→ **WORK TO COMPLETE**:
Copy out each of the lines below without changing anything, and leave the pictures out of your answer.

Excerpts from segmentation records
:::::

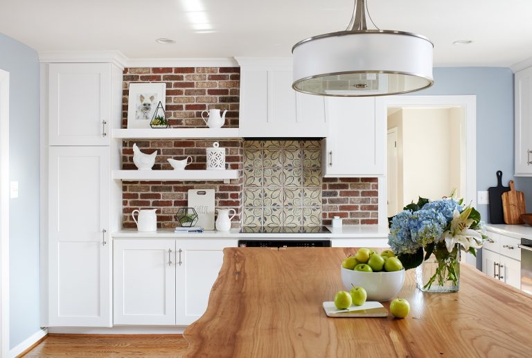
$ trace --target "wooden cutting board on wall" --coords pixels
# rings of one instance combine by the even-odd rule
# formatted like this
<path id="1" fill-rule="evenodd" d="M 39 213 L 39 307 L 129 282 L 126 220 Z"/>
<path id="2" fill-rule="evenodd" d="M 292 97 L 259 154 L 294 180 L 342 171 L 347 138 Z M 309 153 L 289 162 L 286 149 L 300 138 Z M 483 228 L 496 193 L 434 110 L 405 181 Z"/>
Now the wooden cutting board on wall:
<path id="1" fill-rule="evenodd" d="M 522 191 L 515 191 L 513 180 L 510 181 L 510 191 L 502 193 L 502 212 L 505 223 L 524 224 L 521 220 L 521 214 L 526 213 L 524 194 Z"/>

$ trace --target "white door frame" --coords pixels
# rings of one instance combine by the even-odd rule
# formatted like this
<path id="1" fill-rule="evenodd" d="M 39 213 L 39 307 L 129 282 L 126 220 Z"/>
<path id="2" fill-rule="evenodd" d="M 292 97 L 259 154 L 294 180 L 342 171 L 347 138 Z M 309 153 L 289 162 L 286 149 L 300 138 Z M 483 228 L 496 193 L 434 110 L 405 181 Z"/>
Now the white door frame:
<path id="1" fill-rule="evenodd" d="M 477 205 L 477 96 L 390 96 L 378 97 L 375 120 L 388 118 L 388 108 L 460 107 L 466 110 L 466 202 Z M 428 140 L 429 138 L 427 138 Z M 427 142 L 428 143 L 428 142 Z M 387 176 L 379 178 L 379 203 L 388 198 Z M 379 205 L 379 224 L 388 224 L 387 206 Z"/>
<path id="2" fill-rule="evenodd" d="M 9 354 L 9 72 L 0 69 L 0 357 Z"/>

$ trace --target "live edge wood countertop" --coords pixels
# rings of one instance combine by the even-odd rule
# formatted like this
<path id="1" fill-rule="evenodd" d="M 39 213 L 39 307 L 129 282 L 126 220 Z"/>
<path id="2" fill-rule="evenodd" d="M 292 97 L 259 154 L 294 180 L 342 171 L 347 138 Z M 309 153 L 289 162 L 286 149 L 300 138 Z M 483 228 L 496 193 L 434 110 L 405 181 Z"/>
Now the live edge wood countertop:
<path id="1" fill-rule="evenodd" d="M 460 290 L 427 294 L 407 271 L 404 319 L 329 318 L 355 249 L 231 248 L 185 357 L 532 357 L 532 296 L 461 265 Z M 389 303 L 383 303 L 389 308 Z"/>

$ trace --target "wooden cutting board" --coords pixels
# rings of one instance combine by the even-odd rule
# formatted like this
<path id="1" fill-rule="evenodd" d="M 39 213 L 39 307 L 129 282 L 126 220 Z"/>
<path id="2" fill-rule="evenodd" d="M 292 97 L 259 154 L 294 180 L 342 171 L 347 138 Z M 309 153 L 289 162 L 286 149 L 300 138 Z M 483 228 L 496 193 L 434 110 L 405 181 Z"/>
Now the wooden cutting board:
<path id="1" fill-rule="evenodd" d="M 195 226 L 214 230 L 214 189 L 189 189 L 188 207 L 197 213 Z"/>
<path id="2" fill-rule="evenodd" d="M 524 194 L 515 191 L 513 181 L 510 181 L 510 191 L 502 193 L 502 212 L 506 224 L 524 224 L 521 214 L 526 213 Z"/>
<path id="3" fill-rule="evenodd" d="M 502 215 L 502 193 L 510 190 L 510 187 L 502 186 L 502 172 L 497 171 L 497 186 L 488 188 L 490 200 L 490 222 L 491 224 L 504 224 Z"/>

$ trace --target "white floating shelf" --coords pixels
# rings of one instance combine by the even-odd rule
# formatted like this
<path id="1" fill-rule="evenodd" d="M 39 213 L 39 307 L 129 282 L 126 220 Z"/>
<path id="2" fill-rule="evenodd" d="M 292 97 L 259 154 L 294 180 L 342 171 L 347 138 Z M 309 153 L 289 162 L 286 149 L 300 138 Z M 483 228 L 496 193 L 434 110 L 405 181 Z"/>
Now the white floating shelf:
<path id="1" fill-rule="evenodd" d="M 113 138 L 135 139 L 181 139 L 187 138 L 238 138 L 238 128 L 166 128 L 113 129 Z"/>
<path id="2" fill-rule="evenodd" d="M 218 181 L 238 178 L 238 170 L 113 170 L 113 179 L 123 181 Z"/>

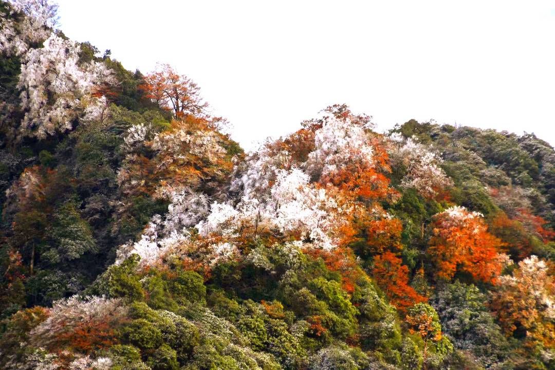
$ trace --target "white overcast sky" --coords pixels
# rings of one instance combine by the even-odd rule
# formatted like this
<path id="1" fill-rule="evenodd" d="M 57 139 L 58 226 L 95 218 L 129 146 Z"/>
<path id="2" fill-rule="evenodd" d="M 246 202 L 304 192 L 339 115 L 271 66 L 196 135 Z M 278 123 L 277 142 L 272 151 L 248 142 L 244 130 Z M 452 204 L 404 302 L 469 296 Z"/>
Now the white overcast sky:
<path id="1" fill-rule="evenodd" d="M 58 2 L 72 39 L 191 78 L 246 149 L 343 103 L 380 130 L 433 119 L 555 145 L 555 1 Z"/>

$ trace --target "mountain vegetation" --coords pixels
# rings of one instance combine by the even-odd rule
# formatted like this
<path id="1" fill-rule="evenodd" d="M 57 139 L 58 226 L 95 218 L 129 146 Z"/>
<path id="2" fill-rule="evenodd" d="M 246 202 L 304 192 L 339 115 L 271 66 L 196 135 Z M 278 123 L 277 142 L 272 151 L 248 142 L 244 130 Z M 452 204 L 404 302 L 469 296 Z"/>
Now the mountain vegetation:
<path id="1" fill-rule="evenodd" d="M 245 153 L 0 1 L 0 368 L 555 368 L 555 150 L 327 107 Z"/>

:::::

→ **CORRECT OUTPUT**:
$ trace --target "wooden cutting board on wall" --coords pixels
# rings of one instance combine by the even-odd rule
# formatted like this
<path id="1" fill-rule="evenodd" d="M 39 213 L 39 307 L 129 282 L 126 220 Z"/>
<path id="2" fill-rule="evenodd" d="M 292 97 L 259 154 L 294 180 L 342 171 L 347 138 Z M 309 153 L 289 162 L 286 149 L 300 138 Z M 483 228 L 496 193 L 434 110 L 405 181 Z"/>
Now the wooden cutting board on wall:
<path id="1" fill-rule="evenodd" d="M 522 191 L 515 191 L 513 180 L 510 181 L 510 191 L 502 193 L 502 212 L 505 223 L 524 224 L 521 220 L 521 214 L 526 213 L 524 194 Z"/>

$ trace --target "white door frame" --coords pixels
# rings of one instance combine by the even-odd rule
# formatted like this
<path id="1" fill-rule="evenodd" d="M 39 213 L 39 307 L 129 282 L 126 220 Z"/>
<path id="2" fill-rule="evenodd" d="M 292 97 L 259 154 L 294 180 L 342 171 L 347 138 Z M 309 153 L 289 162 L 286 149 L 300 138 Z M 483 228 L 496 193 L 434 110 L 405 181 Z"/>
Now the white door frame:
<path id="1" fill-rule="evenodd" d="M 477 205 L 477 96 L 390 96 L 378 97 L 375 120 L 388 118 L 388 108 L 460 107 L 466 110 L 466 202 Z M 428 140 L 429 138 L 427 138 Z M 427 142 L 428 143 L 428 142 Z M 387 176 L 379 178 L 379 203 L 388 198 Z M 379 205 L 379 224 L 388 224 L 387 206 Z"/>
<path id="2" fill-rule="evenodd" d="M 9 354 L 9 72 L 0 69 L 0 357 Z"/>

$ trace --target "live edge wood countertop" --coords pixels
# rings of one instance combine by the even-odd rule
# formatted like this
<path id="1" fill-rule="evenodd" d="M 39 213 L 39 307 L 129 282 L 126 220 Z"/>
<path id="2" fill-rule="evenodd" d="M 292 97 L 259 154 L 294 180 L 342 171 L 347 138 Z M 309 153 L 289 162 L 286 149 L 300 138 Z M 483 228 L 496 193 L 434 110 L 405 181 Z"/>
Now the live edge wood countertop:
<path id="1" fill-rule="evenodd" d="M 460 290 L 427 294 L 407 271 L 404 319 L 329 318 L 355 249 L 231 248 L 185 357 L 532 357 L 532 296 L 461 265 Z M 389 303 L 383 303 L 389 308 Z"/>

$ trace --target "wooden cutting board" --coords pixels
# rings of one instance combine by the even-odd rule
# formatted like this
<path id="1" fill-rule="evenodd" d="M 39 213 L 39 307 L 129 282 L 126 220 Z"/>
<path id="2" fill-rule="evenodd" d="M 292 97 L 259 154 L 294 180 L 342 171 L 347 138 Z M 309 153 L 289 162 L 286 149 L 300 138 Z M 483 228 L 496 193 L 434 110 L 405 181 Z"/>
Now the wooden cutting board:
<path id="1" fill-rule="evenodd" d="M 195 226 L 214 230 L 214 189 L 189 189 L 188 207 L 197 213 Z"/>
<path id="2" fill-rule="evenodd" d="M 524 194 L 515 191 L 513 181 L 510 181 L 510 191 L 502 193 L 502 212 L 506 224 L 524 224 L 521 214 L 526 213 Z"/>
<path id="3" fill-rule="evenodd" d="M 502 215 L 502 193 L 510 190 L 510 187 L 502 186 L 502 172 L 497 171 L 497 186 L 488 188 L 490 200 L 490 222 L 491 224 L 504 224 Z"/>

$ trace --target "white floating shelf" --coords pixels
# rings of one instance combine by the even-odd rule
# formatted like this
<path id="1" fill-rule="evenodd" d="M 39 213 L 39 307 L 129 282 L 126 220 Z"/>
<path id="2" fill-rule="evenodd" d="M 292 97 L 259 154 L 294 180 L 342 171 L 347 138 Z M 309 153 L 289 162 L 286 149 L 300 138 Z M 483 228 L 496 193 L 434 110 L 405 181 Z"/>
Now the white floating shelf:
<path id="1" fill-rule="evenodd" d="M 113 138 L 135 139 L 181 139 L 187 138 L 238 138 L 238 128 L 166 128 L 113 129 Z"/>
<path id="2" fill-rule="evenodd" d="M 218 181 L 238 178 L 238 170 L 113 170 L 113 179 L 123 181 Z"/>

$ trace --target "white overcast sky" --coords pixels
# rings of one instance combine by the even-odd rule
# formatted like this
<path id="1" fill-rule="evenodd" d="M 57 139 L 58 226 L 95 218 L 129 146 Z"/>
<path id="2" fill-rule="evenodd" d="M 246 202 L 304 192 L 339 115 L 271 66 L 196 135 Z M 278 123 L 277 142 L 272 151 L 248 142 L 244 130 Z M 452 204 L 404 302 L 469 296 Z"/>
Now the white overcast sky:
<path id="1" fill-rule="evenodd" d="M 58 2 L 72 39 L 191 78 L 246 149 L 343 103 L 380 130 L 433 119 L 555 145 L 555 1 Z"/>

$ trace --target "mountain vegetation" --coords pixels
# rings of one instance combine by the even-odd rule
# formatted like this
<path id="1" fill-rule="evenodd" d="M 57 139 L 58 226 L 95 218 L 129 146 Z"/>
<path id="2" fill-rule="evenodd" d="M 246 202 L 304 192 L 339 115 L 271 66 L 196 135 Z M 278 123 L 277 142 L 272 151 L 248 142 L 244 130 Z M 452 204 L 404 302 L 469 296 Z"/>
Now the mountain vegetation:
<path id="1" fill-rule="evenodd" d="M 245 153 L 0 1 L 0 368 L 555 368 L 555 150 L 327 107 Z"/>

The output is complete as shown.